DATASET ROWS →
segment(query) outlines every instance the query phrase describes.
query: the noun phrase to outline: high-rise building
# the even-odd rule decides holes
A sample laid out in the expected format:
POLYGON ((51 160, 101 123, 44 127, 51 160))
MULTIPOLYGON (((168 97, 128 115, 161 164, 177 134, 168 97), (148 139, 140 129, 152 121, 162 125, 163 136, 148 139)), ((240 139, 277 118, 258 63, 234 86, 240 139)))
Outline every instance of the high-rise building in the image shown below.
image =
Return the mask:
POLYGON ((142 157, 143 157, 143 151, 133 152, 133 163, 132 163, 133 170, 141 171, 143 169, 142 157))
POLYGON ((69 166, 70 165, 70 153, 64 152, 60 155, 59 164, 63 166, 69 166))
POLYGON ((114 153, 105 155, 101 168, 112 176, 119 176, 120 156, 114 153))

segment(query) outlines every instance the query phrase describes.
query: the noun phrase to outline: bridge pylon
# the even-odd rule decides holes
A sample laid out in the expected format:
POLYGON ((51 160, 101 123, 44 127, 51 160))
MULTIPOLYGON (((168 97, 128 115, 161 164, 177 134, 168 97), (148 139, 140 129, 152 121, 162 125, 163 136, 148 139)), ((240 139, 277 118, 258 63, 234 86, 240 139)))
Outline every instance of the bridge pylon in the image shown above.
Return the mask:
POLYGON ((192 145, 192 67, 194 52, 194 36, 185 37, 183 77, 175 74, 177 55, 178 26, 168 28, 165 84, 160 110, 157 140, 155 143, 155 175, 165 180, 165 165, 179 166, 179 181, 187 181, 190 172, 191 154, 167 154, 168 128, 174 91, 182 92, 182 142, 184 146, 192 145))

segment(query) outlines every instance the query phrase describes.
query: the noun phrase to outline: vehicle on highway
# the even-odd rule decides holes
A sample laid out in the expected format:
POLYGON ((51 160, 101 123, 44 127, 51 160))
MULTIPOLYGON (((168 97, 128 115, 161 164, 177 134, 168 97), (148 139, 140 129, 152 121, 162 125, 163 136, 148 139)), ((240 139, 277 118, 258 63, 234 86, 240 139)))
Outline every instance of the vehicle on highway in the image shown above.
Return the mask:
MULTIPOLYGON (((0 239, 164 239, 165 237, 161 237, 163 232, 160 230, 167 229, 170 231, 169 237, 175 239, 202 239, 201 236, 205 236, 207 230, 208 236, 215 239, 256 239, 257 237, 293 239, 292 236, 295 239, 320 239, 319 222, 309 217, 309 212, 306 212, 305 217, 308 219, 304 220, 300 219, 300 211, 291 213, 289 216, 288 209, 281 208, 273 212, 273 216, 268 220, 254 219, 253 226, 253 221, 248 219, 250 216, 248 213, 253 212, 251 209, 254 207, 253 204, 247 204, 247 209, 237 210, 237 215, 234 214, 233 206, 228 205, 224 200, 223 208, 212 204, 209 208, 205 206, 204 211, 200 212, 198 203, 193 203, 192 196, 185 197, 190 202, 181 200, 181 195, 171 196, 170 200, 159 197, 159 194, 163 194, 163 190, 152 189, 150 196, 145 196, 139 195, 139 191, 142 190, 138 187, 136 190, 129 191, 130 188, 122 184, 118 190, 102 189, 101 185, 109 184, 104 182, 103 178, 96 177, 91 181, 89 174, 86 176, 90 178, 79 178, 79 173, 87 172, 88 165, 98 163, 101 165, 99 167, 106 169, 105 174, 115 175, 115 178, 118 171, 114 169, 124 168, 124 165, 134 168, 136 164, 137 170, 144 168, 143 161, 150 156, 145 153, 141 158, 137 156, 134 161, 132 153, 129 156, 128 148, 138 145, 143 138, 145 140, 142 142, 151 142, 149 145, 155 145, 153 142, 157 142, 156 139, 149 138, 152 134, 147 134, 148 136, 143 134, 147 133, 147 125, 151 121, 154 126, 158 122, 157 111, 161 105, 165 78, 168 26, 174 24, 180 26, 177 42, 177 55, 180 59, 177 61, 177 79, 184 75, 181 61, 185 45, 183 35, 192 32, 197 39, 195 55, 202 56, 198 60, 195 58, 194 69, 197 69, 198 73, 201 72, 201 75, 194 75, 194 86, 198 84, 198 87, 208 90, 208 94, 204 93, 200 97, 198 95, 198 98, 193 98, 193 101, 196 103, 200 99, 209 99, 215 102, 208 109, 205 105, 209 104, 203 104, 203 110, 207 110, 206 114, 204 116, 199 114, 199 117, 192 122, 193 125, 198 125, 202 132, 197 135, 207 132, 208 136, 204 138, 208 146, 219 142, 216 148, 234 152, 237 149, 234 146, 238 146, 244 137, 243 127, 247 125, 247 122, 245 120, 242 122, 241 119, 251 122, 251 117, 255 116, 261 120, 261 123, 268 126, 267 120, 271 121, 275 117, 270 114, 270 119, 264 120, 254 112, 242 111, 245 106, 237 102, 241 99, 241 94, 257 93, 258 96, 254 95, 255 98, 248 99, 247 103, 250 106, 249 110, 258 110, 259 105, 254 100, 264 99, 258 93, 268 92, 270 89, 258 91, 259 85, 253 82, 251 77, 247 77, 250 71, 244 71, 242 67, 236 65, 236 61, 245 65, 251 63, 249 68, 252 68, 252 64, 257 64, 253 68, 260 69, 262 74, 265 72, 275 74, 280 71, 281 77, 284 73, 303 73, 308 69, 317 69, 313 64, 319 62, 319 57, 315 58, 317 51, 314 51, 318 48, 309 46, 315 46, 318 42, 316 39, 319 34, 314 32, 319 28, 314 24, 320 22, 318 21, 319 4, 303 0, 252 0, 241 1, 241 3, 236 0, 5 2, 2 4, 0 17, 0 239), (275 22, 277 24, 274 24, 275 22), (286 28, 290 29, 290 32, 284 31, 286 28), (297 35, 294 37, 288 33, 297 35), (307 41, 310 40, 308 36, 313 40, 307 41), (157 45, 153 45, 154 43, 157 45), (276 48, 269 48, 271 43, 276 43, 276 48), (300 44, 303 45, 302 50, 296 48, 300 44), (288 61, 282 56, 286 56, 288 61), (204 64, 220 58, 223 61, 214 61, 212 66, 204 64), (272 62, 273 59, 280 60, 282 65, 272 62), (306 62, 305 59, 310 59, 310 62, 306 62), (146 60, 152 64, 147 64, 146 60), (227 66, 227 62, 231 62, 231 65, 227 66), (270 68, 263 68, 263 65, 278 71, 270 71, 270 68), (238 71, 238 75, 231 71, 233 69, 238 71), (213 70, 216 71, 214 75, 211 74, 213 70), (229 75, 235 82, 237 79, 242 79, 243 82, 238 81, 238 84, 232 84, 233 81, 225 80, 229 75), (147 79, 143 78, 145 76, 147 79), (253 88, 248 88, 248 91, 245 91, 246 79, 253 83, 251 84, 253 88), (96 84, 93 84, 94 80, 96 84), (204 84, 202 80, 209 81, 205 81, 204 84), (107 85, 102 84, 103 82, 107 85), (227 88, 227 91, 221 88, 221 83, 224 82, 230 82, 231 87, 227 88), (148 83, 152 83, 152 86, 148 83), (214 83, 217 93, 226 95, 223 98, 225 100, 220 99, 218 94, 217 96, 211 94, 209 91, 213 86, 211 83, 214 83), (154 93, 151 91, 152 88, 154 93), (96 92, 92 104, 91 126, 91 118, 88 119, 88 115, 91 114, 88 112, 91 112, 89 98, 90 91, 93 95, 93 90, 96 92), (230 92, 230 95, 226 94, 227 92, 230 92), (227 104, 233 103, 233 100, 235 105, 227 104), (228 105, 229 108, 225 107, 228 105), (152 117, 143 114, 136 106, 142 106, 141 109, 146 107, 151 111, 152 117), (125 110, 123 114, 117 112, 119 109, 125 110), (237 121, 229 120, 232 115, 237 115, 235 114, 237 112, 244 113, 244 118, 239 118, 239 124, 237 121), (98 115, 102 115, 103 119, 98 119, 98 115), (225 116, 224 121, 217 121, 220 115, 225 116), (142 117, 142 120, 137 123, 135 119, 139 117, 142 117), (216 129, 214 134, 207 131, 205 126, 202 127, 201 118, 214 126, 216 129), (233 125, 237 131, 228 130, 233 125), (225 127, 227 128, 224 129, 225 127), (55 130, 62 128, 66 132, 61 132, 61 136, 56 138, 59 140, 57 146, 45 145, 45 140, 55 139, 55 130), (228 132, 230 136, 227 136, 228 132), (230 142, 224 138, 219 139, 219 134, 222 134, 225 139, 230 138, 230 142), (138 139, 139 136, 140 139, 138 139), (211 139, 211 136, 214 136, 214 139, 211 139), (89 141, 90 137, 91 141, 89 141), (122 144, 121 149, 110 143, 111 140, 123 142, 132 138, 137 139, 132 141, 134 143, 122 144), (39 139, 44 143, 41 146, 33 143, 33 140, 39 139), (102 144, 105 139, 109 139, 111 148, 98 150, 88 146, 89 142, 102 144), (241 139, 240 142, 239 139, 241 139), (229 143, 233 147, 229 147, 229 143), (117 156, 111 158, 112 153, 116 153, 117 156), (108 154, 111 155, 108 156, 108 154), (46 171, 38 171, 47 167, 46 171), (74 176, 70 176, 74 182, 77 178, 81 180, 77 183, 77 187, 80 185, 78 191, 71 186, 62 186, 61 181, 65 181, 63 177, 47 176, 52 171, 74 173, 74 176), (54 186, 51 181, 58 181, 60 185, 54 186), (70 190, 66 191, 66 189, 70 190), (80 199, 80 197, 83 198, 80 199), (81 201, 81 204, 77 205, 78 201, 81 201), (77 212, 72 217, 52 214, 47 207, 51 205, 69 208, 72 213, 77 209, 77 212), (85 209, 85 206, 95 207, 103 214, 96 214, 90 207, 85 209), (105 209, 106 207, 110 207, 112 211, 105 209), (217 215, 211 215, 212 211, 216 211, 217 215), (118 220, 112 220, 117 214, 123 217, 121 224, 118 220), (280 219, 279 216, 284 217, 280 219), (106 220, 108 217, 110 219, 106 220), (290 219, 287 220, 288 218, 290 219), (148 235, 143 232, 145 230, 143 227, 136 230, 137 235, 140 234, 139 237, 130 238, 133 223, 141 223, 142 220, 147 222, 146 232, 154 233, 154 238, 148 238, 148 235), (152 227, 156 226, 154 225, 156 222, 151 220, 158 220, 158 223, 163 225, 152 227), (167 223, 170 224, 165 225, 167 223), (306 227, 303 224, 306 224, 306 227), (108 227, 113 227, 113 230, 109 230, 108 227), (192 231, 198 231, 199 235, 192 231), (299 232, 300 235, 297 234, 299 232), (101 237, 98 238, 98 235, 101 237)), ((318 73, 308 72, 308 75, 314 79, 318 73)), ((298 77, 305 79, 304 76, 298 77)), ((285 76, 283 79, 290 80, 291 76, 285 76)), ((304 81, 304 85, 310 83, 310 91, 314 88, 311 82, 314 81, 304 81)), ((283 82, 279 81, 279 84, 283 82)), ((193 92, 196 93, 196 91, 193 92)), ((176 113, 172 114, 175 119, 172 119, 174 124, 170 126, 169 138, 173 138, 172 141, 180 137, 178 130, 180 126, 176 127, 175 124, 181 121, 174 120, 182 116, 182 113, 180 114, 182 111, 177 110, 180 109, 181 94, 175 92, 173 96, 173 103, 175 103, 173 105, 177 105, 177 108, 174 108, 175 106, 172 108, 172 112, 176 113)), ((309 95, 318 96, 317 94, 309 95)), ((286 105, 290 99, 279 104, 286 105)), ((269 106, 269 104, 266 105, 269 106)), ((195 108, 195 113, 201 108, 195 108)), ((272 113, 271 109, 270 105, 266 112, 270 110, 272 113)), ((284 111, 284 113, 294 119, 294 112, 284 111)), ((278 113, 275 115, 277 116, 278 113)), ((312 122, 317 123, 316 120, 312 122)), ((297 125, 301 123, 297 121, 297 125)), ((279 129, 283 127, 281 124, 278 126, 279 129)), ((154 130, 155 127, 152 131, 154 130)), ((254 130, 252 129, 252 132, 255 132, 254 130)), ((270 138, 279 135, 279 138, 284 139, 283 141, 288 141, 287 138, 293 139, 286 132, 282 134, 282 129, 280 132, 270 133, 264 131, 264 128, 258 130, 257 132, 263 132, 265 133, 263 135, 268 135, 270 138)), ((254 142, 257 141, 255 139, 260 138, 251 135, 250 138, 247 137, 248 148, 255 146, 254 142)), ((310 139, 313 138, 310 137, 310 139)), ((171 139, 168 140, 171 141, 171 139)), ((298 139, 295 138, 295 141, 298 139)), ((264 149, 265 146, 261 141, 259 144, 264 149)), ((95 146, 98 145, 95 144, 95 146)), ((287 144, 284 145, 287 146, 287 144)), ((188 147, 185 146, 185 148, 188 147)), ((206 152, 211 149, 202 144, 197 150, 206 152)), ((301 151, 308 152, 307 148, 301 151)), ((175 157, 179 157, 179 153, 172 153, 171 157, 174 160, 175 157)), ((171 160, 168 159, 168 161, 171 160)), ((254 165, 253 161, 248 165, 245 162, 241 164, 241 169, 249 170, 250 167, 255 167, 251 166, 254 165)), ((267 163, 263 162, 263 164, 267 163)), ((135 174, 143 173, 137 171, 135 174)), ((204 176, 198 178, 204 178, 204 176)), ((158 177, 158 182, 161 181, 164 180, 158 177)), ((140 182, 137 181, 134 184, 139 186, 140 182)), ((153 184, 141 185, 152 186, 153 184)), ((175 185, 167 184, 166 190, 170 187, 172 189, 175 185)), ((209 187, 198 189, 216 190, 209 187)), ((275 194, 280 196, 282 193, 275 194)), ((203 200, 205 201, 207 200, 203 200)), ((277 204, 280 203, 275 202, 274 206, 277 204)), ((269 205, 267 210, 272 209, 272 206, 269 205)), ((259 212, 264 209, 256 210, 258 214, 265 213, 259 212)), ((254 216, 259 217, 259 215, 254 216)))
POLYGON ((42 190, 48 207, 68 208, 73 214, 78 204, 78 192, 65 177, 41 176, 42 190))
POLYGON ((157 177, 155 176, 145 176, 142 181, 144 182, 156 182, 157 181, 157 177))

EXERCISE → Render the records as a Markdown table with the columns Row and Line, starting at the first line of the records and ending at the line containing "POLYGON ((114 153, 105". Put a row number in Row and the line itself in Line, and leave out blank lines.

TASK RESULT →
| Row | Line |
|---|---|
| 1 | segment(query) outlines every instance the query phrase describes. |
| 2 | query: the noun phrase to outline: high-rise building |
| 3 | # the even-odd rule decides holes |
| 4 | A sample laid out in the expected format: |
| 5 | POLYGON ((51 160, 101 123, 44 127, 51 160)) |
| 6 | MULTIPOLYGON (((168 97, 128 115, 161 164, 177 134, 168 97), (148 139, 140 129, 152 121, 162 125, 163 136, 148 139)), ((240 139, 277 118, 258 63, 234 86, 240 139))) |
| 7 | Outline every instance of the high-rise building in the image shown below. |
| 8 | image = |
| 9 | Return the mask: |
| 10 | POLYGON ((142 157, 143 157, 143 151, 133 152, 133 163, 132 163, 133 170, 141 171, 143 169, 142 157)) |
| 11 | POLYGON ((69 166, 70 165, 70 153, 64 152, 60 155, 59 164, 63 166, 69 166)) |
| 12 | POLYGON ((114 153, 105 155, 101 168, 112 176, 119 176, 120 156, 114 153)) |